Hi all! My name is Lev Kobelev, and I’m a Game Designer at MY.GAMES. In this article, I’d like to share my experience of using classical ML and simple neural networks as I explain how and why we settled on procedural mission generation, and we’ll also take a deep dive into the implementation of the process in Zombie State.


Disclaimer: This article is for informational/entertainment purposes only, and when using a particular solution, we advise you to carefully check the terms of use of a particular resource and consult with the legal staff!

The basics of the mission “box”: waves, spawns, and more

☝🏻 First up, some terminology: “arenas”, “levels”, and “locations” are synonymous in this context, as well as “area”, “zone” and “spawn area”.


Now, let’s define “mission”. A mission is a predetermined order in which enemies appear at a location according to certain rules. As mentioned, in Zombie State locations are generated, so we’re not creating a “staged” experience. That is, we don’t place enemies at predetermined points – in fact, there are no such points. In our case, an enemy appears somewhere near a player or a specific wall. Further, all the arenas in the game are rectangular, so any mission can be played on any of them.


Let's introduce the term “spawn”. Spawning is the appearance of several enemies of the same type according to predetermined parameters at points in a designated zone. One point – one enemy. If there aren’t enough points inside an area, then it is expanded according to special rules. It’s also important to understand that the zone is determined only when a spawn is triggered. The area is determined by the spawn parameters, and we’ll consider two examples below: a spawn near the player and one near a wall.


The first type of spawn is near the player. The appearance near the player is specified through a sector, which is described by two radii: external and internal (R and r), the width of the sector (β), the angle of rotation (α) relative to the player, and the desired visibility (or invisibility) of the enemy’s appearance. Inside a sector are the necessary number of points for enemies – and that’s where they come from!

The second type of spawn is near the wall. When a level is generated, each side is marked with a tag – a cardinal direction. The wall with the exit is always in the north. The appearance of an enemy near a wall is specified by the tag, the distance from it (o), the length (a), width of a zone (b), and the desired visibility (or invisibility) of the enemy’s appearance. The center of a zone is determined relative to the player's current position.

Spawns come in waves. A wave is the manner in which spawns appear, namely the delay between them – we don’t want to pummel players with all of the enemies at once. Waves are combined into missions and are launched after each other, according to certain logic. For example, a second wave can be launched 20 seconds after the first (or if more than 90% of the zombies inside it are killed). So, an entire mission can be considered as a large box, and inside that box, there are medium-sized boxes (waves), and inside of the waves, there are even smaller boxes (spawns).

__Directives__
[A] Answer these questions from the article:
(i) Which wall always has the exit?
(ii) How many enemies appear at each point?
(iii) In the example, how many seconds after the first wave can the second wave start?
[B] Transcribe the part of the article that opens with the words containing "Now, let’s define" and closes with "any of them.".

__Records supplied__
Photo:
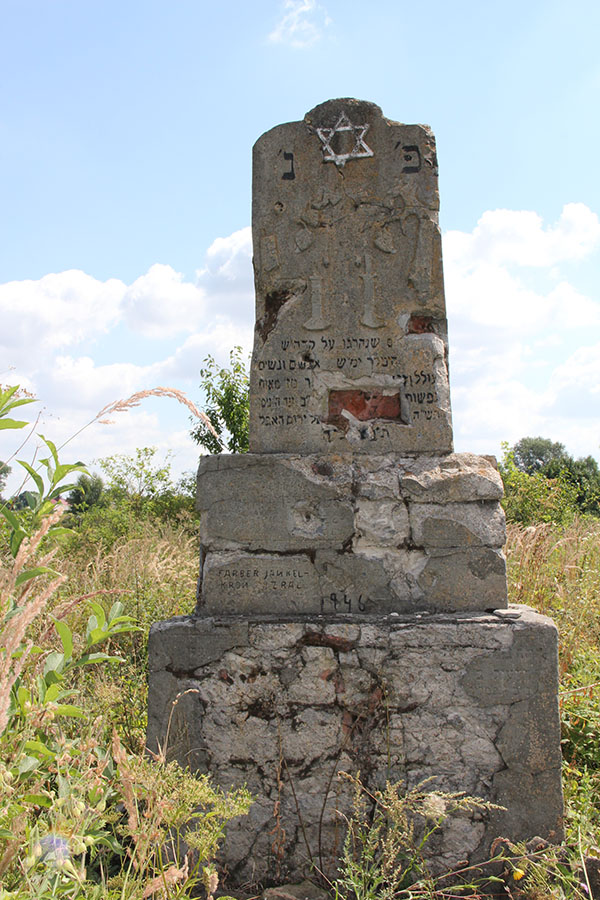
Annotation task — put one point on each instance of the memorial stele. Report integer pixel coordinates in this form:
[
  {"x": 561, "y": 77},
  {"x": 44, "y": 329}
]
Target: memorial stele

__Outputs by task__
[A]
(i) The wall in the north.
(ii) One.
(iii) 20 seconds.

[B]
Now, let’s define “mission”. A mission is a predetermined order in which enemies appear at a location according to certain rules. As mentioned, in Zombie State locations are generated, so we’re not creating a “staged” experience. That is, we don’t place enemies at predetermined points – in fact, there are no such points. In our case, an enemy appears somewhere near a player or a specific wall. Further, all the arenas in the game are rectangular, so any mission can be played on any of them.